▸ **WHAT IS ASKED**
Reproduce the material below as a numbered list of its lines, skipping any blank lines and leaving out the pictures.

▸ **MATERIAL FOR THIS EXERCISE**
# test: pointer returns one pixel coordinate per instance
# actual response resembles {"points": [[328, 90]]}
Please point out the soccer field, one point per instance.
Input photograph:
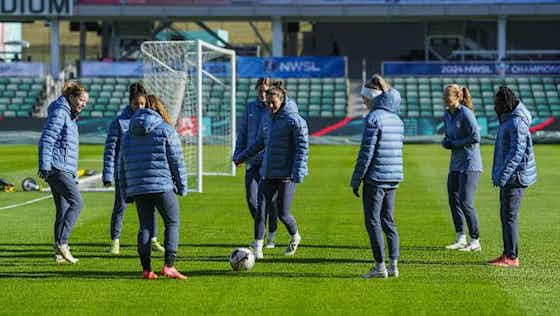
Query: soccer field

▸ **SOLUTION FOR THIS TASK**
1. # test: pointer returns one pixel coordinate per instance
2. # actual response resembles {"points": [[328, 90]]}
3. Please point out the soccer field, one point per instance.
4. Input photograph:
5. Query: soccer field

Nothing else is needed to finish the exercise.